Start of Exercise text

This repository contains the code and the documentation for a Data Mining and ML project focussed on predicting cardiovascular disease The project explores various data mining techniques such as feature engineering, binning, cluster methodologies & Outlier removals also explores models like Gaussian Naive Byes, Logistics Regression, Random Forest, ANN to predict mortality due to CVD diseases.
The dataset employed in this project encompasses 70,000 entries, consisting of 13 numerical features, including age, gender, height, weight, blood pressure values (ap_hi and ap_lo), cholesterol levels, glucose levels, smoking and alcohol habits, physical activity, and the target variable—cardiovascular disease (CVD). After thorough preprocessing, including outlier removal and feature engineering, the data was prepared for experimentation.
https://www.kaggle.com/datasets/sulianova/cardiovascular-disease-dataset
Applied four machine learning models for cardiovascular disease prediction:
- Gaussian Naive Bayes
- Decision Tree Classifier
- Random Forest
- Logistic Regression
- Artificial Neural network
To run the code and reproduce the results:
- Clone this repository.

End of Exercise text
Start of Data

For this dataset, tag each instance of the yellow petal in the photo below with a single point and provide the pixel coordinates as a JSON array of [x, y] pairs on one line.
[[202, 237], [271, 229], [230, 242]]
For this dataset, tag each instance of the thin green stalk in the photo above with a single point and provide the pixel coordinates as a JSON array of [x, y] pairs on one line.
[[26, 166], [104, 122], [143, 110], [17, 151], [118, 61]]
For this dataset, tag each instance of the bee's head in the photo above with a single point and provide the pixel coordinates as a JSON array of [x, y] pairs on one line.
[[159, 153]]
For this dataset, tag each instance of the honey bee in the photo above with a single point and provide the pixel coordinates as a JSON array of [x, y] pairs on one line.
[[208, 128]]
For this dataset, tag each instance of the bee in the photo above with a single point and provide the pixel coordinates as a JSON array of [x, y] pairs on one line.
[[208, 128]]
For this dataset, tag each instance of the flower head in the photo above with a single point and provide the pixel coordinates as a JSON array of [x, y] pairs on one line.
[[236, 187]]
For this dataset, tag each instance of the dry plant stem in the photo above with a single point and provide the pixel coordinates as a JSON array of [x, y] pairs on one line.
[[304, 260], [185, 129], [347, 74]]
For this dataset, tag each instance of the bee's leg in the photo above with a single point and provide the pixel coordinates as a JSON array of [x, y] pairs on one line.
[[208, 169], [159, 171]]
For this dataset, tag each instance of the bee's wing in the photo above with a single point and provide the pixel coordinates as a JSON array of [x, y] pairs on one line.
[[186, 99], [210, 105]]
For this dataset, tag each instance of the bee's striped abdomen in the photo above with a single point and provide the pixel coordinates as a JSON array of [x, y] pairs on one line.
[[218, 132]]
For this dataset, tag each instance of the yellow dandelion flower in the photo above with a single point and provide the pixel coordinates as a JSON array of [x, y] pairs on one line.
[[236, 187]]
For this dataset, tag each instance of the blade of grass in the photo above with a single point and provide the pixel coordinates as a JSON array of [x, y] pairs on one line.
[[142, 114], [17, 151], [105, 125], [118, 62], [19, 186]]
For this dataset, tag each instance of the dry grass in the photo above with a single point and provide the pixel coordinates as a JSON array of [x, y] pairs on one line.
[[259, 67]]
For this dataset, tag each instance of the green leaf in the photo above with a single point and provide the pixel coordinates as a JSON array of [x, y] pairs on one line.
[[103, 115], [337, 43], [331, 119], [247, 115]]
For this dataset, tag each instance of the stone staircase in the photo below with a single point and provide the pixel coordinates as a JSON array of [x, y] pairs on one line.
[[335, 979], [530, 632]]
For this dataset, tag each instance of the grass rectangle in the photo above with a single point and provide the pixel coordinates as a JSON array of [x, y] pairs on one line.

End of Data

## Activities
1. Answer these questions from the cardiovascular disease project description:
(a) How many entries does the dataset contain?
(b) How many numerical features does the dataset have?
(c) What is the first step listed for running the code?
2. Carry the cardiovascular disease project description forward, starting after its final line.

## Task-by-task outputs
1.
(a) 70,000
(b) 13
(c) Clone this repository.

2.
- Install the required dependencies using
pip install -r requirement.txt
. - Execute the main script or Jupyter notebooks to train and evaluate the models.
If you would like to contribute to this project, please follow the standard Git workflow:
- Fork the repository.
- Create a new branch for your feature or bug fix:
git checkout -b feature/new-feature
. - Commit your changes:
git commit -m "Add new feature"
. - Push to your branch:
git push origin feature/new-feature
. - Open a pull request, describing the changes and the rationale.